### To-do list
- A) Copy the records word for word, starting at the first line and ending after the line that contains "pixel 412 334".
- B) Continue the passage on Java thread pools from its last sentence.

### Text passage
▽

A single thread can create multiple ThreadLocal objects to store different values, but all these values are stored in the same ThreadLocalMap.

Memory Leaks

In ThreadLocalMap, the key (ThreadLocal) is a weak reference, while the value (the value we store) is a strong reference. If a thread remains alive, the key will be garbage collected during the next GC cycle, but the value will not.

To avoid memory leaks, call the remove() instance method after using a ThreadLocal.

Thread Safety

ThreadLocalMap is thread-safe because it can only be accessed by the current thread.

Thread Pool

Creating a Thread Pool

1. new ThreadPoolExecutor()
2. The Executors utility class, e.g., Executors.newFixedThreadPool(3);

Core Parameters

1. corePoolSize
2. maximumPoolSize
3. workQueue
4. keepAliveTime
5. unit
6. threadFactory
7. handler

When a task arrives, if the number of working threads is less than corePoolSize, a thread is immediately assigned to execute the task. If the core threads are all busy, the task is placed in the workQueue. If the workQueue is full, the number of concurrently working threads can increase up to maximumPoolSize. If the number of concurrently working threads has reached maximumPoolSize, the rejection policy is used to reject the task. When the number of threads is greater than corePoolSize, idle threads can survive for at most keepAliveTime.

ThreadPoolExecutor Internals

When a new ThreadPoolExecutor is created, it does not create all core threads by default. A new thread is created for each submitted task to execute it. This is done to save resources. When the number of threads is less than the core pool size, even if there are idle threads, a new thread will be created when a new task arrives.

△

### Records shown
▽

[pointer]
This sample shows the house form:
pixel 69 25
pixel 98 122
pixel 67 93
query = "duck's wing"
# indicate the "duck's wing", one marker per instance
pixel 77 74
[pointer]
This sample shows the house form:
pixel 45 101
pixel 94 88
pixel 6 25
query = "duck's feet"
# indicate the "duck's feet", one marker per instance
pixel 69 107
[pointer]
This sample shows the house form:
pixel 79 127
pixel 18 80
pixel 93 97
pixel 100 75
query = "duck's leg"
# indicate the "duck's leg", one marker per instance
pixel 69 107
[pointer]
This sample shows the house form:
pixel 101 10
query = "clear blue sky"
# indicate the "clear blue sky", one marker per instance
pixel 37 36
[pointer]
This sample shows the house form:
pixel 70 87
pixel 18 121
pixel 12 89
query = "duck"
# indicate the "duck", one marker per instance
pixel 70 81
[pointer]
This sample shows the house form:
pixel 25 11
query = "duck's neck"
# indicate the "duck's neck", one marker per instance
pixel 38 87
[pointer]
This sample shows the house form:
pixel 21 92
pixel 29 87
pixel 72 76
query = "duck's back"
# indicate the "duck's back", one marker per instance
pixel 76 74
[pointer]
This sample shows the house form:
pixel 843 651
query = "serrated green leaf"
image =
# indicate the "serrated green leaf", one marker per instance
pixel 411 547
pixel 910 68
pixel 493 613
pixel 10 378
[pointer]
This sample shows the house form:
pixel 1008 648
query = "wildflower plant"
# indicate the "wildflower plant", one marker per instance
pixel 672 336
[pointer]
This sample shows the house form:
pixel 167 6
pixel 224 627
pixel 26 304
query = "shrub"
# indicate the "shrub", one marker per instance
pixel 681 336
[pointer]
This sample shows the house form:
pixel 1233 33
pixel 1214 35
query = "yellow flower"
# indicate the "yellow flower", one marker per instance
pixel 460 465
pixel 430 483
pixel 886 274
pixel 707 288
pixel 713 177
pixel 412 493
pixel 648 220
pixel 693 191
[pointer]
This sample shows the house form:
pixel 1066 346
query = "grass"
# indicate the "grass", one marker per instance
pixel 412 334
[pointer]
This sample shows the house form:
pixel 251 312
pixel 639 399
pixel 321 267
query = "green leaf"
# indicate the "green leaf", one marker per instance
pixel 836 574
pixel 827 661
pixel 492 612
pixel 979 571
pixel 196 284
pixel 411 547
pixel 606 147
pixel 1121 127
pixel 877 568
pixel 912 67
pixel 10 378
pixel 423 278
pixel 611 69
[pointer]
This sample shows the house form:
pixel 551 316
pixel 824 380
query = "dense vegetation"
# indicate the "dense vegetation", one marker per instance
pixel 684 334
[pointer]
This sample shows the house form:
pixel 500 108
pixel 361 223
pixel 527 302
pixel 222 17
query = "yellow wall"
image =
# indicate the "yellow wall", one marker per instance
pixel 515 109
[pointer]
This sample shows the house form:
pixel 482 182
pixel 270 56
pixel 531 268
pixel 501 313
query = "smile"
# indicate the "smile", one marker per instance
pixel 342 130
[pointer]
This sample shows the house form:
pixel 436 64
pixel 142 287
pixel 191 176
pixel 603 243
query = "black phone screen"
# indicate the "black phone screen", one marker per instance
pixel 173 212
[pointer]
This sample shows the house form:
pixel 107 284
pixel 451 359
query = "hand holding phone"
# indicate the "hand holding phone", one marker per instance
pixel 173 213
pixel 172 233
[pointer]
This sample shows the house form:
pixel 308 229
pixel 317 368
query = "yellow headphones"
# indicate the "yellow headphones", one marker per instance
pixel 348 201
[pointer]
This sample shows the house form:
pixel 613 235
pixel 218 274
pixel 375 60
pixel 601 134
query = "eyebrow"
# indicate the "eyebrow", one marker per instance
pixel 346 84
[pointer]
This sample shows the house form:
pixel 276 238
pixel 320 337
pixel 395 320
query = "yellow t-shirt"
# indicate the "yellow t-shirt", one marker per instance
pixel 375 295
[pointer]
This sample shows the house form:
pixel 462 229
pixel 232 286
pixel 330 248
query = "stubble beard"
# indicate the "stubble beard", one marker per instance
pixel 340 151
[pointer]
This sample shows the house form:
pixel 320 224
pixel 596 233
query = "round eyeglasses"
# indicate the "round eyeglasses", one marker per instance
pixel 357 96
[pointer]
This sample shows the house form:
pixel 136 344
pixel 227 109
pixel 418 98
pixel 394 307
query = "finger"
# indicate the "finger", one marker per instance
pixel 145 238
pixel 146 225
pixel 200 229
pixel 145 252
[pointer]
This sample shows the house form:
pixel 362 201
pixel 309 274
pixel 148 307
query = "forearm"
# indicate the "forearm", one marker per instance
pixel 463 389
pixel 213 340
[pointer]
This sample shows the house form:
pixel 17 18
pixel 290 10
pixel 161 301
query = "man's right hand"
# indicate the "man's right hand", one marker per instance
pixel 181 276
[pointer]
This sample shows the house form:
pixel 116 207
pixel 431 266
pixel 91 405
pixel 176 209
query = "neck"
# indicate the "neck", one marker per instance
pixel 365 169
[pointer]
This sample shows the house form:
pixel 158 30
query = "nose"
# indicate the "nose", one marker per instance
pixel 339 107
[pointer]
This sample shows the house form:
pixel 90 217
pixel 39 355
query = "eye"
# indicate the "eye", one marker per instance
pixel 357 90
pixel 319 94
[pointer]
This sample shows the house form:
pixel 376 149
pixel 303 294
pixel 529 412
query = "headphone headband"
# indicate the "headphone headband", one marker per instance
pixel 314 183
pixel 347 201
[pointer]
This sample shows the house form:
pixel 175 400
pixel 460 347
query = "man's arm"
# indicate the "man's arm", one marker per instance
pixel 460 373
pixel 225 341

△

### Exercise responses
- A)
[pointer]
This sample shows the house form:
pixel 69 25
pixel 98 122
pixel 67 93
query = "duck's wing"
# indicate the "duck's wing", one marker per instance
pixel 77 74
[pointer]
This sample shows the house form:
pixel 45 101
pixel 94 88
pixel 6 25
query = "duck's feet"
# indicate the "duck's feet", one marker per instance
pixel 69 107
[pointer]
This sample shows the house form:
pixel 79 127
pixel 18 80
pixel 93 97
pixel 100 75
query = "duck's leg"
# indicate the "duck's leg", one marker per instance
pixel 69 107
[pointer]
This sample shows the house form:
pixel 101 10
query = "clear blue sky"
# indicate the "clear blue sky", one marker per instance
pixel 37 36
[pointer]
This sample shows the house form:
pixel 70 87
pixel 18 121
pixel 12 89
query = "duck"
# indicate the "duck", one marker per instance
pixel 70 81
[pointer]
This sample shows the house form:
pixel 25 11
query = "duck's neck"
# indicate the "duck's neck", one marker per instance
pixel 38 87
[pointer]
This sample shows the house form:
pixel 21 92
pixel 29 87
pixel 72 76
query = "duck's back"
# indicate the "duck's back", one marker per instance
pixel 76 74
[pointer]
This sample shows the house form:
pixel 843 651
query = "serrated green leaf"
image =
# indicate the "serrated green leaf", one marker per instance
pixel 411 547
pixel 910 68
pixel 493 613
pixel 10 378
[pointer]
This sample shows the house form:
pixel 1008 648
query = "wildflower plant"
# indicate the "wildflower plant", one marker per instance
pixel 672 336
[pointer]
This sample shows the house form:
pixel 167 6
pixel 224 627
pixel 26 304
query = "shrub"
# indicate the "shrub", one marker per instance
pixel 681 336
[pointer]
This sample shows the house form:
pixel 1233 33
pixel 1214 35
query = "yellow flower"
# indicate the "yellow flower", one marker per instance
pixel 460 465
pixel 430 483
pixel 886 274
pixel 707 288
pixel 713 177
pixel 412 493
pixel 648 220
pixel 693 191
[pointer]
This sample shows the house form:
pixel 1066 346
query = "grass"
# indicate the "grass", one marker per instance
pixel 412 334

- B)
Why use a blocking queue? To keep the core threads alive. When a core thread finishes its current task, it retrieves a new task from the blocking queue. If the blocking queue is empty, the thread blocks on the queue.

Core and non-core threads are not fundamentally different. When destroying idle non-core threads, any thread is arbitrarily chosen from the existing threads.

How are idle threads destroyed? Reference source code video When the number of existing threads > core pool size, all threads execute workQueue.poll(keepAliveTime, unit) to try to get a task. If the number of tasks in the blocking queue is less than the number of existing threads, some threads will inevitably fail to get a task. These threads (A, B) are marked as timeout. These threads loop again to try to get a task, but since they are already marked as timeout, they execute compareAndDecrementWorkerCount(), which calls CAS to reduce workerCount, and then exit the loop, and the thread is destroyed.

When the number of existing threads = core pool size, they execute workQueue.take(), which is an infinite block.

Rejection Policies

1. CallerRunsPolicy: The thread that calls the execute() method runs the task.
2. AbortPolicy: Rejects the new task and throws a RejectedExecutionException. Default policy.
3. DiscardPolicy: Directly discards the new task.
4. DiscardOldestPolicy: Discards the oldest unprocessed task.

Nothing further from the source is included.